* _Exercise aim_
Each line of the material must be returned exactly.

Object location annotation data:
--- Start ---
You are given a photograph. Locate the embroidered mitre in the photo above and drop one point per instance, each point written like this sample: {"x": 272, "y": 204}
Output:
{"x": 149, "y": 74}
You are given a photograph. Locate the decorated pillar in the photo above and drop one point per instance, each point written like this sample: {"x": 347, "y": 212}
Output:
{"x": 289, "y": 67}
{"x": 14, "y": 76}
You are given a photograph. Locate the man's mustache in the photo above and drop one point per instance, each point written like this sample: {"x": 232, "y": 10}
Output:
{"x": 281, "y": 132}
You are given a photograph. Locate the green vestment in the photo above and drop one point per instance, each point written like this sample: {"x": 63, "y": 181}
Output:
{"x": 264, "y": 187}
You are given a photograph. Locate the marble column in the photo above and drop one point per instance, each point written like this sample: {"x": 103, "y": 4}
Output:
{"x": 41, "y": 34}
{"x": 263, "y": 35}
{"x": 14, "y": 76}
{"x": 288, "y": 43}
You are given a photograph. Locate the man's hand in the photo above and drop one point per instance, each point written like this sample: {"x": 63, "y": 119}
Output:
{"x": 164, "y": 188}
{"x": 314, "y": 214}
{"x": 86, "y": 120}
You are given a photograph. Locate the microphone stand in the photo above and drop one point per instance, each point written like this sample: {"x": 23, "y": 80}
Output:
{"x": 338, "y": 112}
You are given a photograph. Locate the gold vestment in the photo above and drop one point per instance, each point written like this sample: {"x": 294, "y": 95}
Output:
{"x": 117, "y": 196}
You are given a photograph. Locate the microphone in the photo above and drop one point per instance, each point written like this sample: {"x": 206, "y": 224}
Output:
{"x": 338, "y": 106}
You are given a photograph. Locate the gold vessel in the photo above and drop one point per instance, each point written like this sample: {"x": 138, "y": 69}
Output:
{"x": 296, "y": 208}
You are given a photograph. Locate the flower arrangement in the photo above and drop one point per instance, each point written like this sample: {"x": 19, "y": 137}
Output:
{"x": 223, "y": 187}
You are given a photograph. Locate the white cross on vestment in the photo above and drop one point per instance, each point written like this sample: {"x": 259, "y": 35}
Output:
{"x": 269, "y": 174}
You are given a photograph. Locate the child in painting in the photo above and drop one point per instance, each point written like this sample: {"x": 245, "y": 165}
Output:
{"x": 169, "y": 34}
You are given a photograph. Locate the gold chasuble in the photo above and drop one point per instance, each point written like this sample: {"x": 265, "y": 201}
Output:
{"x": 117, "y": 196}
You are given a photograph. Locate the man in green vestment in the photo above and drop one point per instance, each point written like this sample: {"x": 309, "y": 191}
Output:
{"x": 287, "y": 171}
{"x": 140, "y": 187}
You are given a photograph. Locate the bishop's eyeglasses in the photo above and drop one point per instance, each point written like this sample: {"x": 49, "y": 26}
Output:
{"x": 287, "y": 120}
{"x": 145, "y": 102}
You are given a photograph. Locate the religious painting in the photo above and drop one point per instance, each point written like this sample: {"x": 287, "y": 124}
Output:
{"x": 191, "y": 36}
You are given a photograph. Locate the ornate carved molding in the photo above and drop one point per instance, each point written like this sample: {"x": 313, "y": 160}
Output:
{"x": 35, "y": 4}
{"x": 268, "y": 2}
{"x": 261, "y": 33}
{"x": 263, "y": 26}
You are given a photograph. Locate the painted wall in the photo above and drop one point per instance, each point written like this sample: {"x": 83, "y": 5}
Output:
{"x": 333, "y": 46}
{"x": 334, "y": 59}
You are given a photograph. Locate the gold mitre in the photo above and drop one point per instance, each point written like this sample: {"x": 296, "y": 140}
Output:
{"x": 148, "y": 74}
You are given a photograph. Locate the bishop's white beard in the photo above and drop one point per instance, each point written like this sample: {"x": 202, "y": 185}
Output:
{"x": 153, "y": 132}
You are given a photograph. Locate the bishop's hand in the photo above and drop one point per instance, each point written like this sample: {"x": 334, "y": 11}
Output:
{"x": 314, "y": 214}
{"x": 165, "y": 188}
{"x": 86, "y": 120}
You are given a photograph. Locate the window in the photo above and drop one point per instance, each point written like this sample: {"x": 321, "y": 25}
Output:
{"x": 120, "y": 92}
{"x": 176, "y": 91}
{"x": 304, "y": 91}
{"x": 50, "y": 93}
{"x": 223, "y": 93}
--- End ---
* _Solution_
You are given a photograph. Locate the embroidered mitre in the photo above and drop one point per instance, each point written like this sample: {"x": 272, "y": 204}
Output:
{"x": 149, "y": 74}
You are given a photograph. Locate the decorated pillar in the photo above and drop one point per instance, each point written like this sample: {"x": 347, "y": 212}
Output:
{"x": 289, "y": 67}
{"x": 14, "y": 76}
You are given a photograph. Locate the man's mustache in the photo above and drop one point per instance, each point written like this sample: {"x": 232, "y": 10}
Output:
{"x": 281, "y": 132}
You are given a photograph. Locate the green vestment in the photo above and drop one point per instance, each point written like this sample: {"x": 63, "y": 181}
Output:
{"x": 264, "y": 187}
You are given a photograph. Locate the marble column in the photo above and drop one point per instance, each point written like this sample: {"x": 103, "y": 4}
Output:
{"x": 41, "y": 34}
{"x": 263, "y": 35}
{"x": 14, "y": 76}
{"x": 288, "y": 43}
You are given a photograph. Locate the man's hand in the photo above and drop one point per instance, each point written like this sample: {"x": 63, "y": 119}
Output:
{"x": 164, "y": 188}
{"x": 314, "y": 214}
{"x": 86, "y": 120}
You are given a photograph. Locate the microphone stand in the photo above and drop one point per instance, each point written like this sample: {"x": 23, "y": 80}
Output:
{"x": 338, "y": 112}
You are given a photograph. Locate the gold vestment in the photo above and drop one point per instance, each point written like this sample: {"x": 294, "y": 95}
Output:
{"x": 117, "y": 196}
You are given a photograph. Locate the microphone in the photo above and drop one point per instance, each point written like this sample: {"x": 206, "y": 224}
Output:
{"x": 338, "y": 106}
You are given a photograph. Locate the gold vessel in the photo above and drop one point per instance, each point written like this sample: {"x": 138, "y": 69}
Output:
{"x": 296, "y": 208}
You are given a photograph. Locate the flower arrangement in the photo above and drop one point per instance, each point written like this sample: {"x": 19, "y": 137}
Output:
{"x": 223, "y": 187}
You are given a photograph. Locate the white cross on vestment in the photo above and drop one point per instance, each point written like this sample: {"x": 259, "y": 35}
Output:
{"x": 269, "y": 174}
You are given a photograph. Locate the child in painting in the photo above and drop one point per instance, each point written like this sample: {"x": 245, "y": 165}
Output:
{"x": 169, "y": 34}
You are given a photograph. Locate the gold chasuble in the photo above and drop one point per instance, each point written like this sample: {"x": 265, "y": 201}
Output:
{"x": 117, "y": 196}
You are given a photograph. Locate the man in green vestment in the photo above and drop one point per instance, each point written like this sample: {"x": 309, "y": 191}
Output:
{"x": 287, "y": 171}
{"x": 140, "y": 187}
You are given a photograph. Locate the bishop's eyeglasses in the photo above and drop one point per instance, each point written like this sample: {"x": 49, "y": 26}
Output:
{"x": 287, "y": 120}
{"x": 145, "y": 102}
You are given a photograph. Locate the religious painting in the photo above and drop one point per instance, each point written like this sample: {"x": 287, "y": 124}
Output:
{"x": 191, "y": 36}
You are given a photograph. Locate the ornate carved molding in the photo above and drop one point per instance, each point written like this sample: {"x": 313, "y": 160}
Output:
{"x": 35, "y": 4}
{"x": 268, "y": 2}
{"x": 261, "y": 33}
{"x": 263, "y": 26}
You are given a photograph. Locate the painted wall in the photo above and drop one point per instance, each point written like this sample: {"x": 83, "y": 5}
Output:
{"x": 333, "y": 46}
{"x": 334, "y": 59}
You are given a photograph. Locate the gold mitre in the photo above and drop one point per instance, each point written like this sample: {"x": 296, "y": 140}
Output:
{"x": 148, "y": 74}
You are given a photograph. Locate the bishop's white beard in the photo above and drop one point per instance, each point written like this sample: {"x": 202, "y": 185}
Output:
{"x": 153, "y": 132}
You are given a photograph. Locate the bishop's hand in the photo above and drop one point per instance, each point written like this sample: {"x": 334, "y": 11}
Output:
{"x": 314, "y": 214}
{"x": 165, "y": 188}
{"x": 86, "y": 120}
You are given a photograph. Locate the window in the photo above and drop one point per instance, each point written like this sample: {"x": 321, "y": 25}
Output:
{"x": 120, "y": 92}
{"x": 176, "y": 91}
{"x": 304, "y": 91}
{"x": 50, "y": 93}
{"x": 223, "y": 93}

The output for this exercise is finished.